* _Do this_
Turn each of the records below into a numbered list of its lines, and leave out any blank lines.

↓↓↓

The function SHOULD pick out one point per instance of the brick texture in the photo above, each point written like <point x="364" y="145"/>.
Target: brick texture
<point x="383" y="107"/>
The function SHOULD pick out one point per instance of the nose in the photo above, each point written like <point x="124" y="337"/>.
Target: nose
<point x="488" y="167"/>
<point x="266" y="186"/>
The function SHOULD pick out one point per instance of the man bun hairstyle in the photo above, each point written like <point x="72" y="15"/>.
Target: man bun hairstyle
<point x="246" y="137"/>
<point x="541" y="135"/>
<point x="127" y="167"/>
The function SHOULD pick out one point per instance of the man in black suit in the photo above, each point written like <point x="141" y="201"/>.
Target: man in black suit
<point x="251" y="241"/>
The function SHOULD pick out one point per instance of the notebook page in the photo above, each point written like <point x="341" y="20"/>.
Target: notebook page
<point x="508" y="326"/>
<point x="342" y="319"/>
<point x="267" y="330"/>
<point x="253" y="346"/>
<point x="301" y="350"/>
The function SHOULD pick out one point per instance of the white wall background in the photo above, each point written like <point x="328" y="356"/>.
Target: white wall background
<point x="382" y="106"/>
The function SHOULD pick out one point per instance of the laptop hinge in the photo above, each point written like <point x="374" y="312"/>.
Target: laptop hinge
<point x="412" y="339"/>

↑↑↑

* _In response_
1. The function SHOULD pick out one point per instance of the brick texture in the photo above, each point written like <point x="364" y="145"/>.
2. Target: brick texture
3. <point x="383" y="107"/>
4. The function SHOULD pick out one point per instance of the nose in the photo above, each point written like <point x="124" y="337"/>.
5. Target: nose
6. <point x="488" y="167"/>
7. <point x="266" y="186"/>
8. The function SHOULD pick out one point per instance of the man bun hairstyle in the photo above, each point written like <point x="72" y="15"/>.
9. Target: man bun hairstyle
10. <point x="246" y="137"/>
11. <point x="541" y="135"/>
12. <point x="127" y="167"/>
13. The function SHOULD pick out one point per instance of the man in black suit in the photo above, each point written like <point x="141" y="201"/>.
14. Target: man in black suit
15. <point x="251" y="241"/>
16. The function SHOULD pick out one point per instance of the notebook page in the photo above, each point written like <point x="341" y="20"/>.
17. Target: notebook page
18. <point x="508" y="326"/>
19. <point x="342" y="319"/>
20. <point x="267" y="330"/>
21. <point x="253" y="346"/>
22. <point x="301" y="350"/>
23. The function SHOULD pick out one point per instance of the white wall background in the photo above, each point written like <point x="328" y="356"/>.
24. Target: white wall background
25. <point x="382" y="106"/>
26. The function SHOULD pick out one point per instance of the laptop hinge in the photo above, each point written like <point x="374" y="312"/>.
27. Target: laptop hinge
28. <point x="412" y="339"/>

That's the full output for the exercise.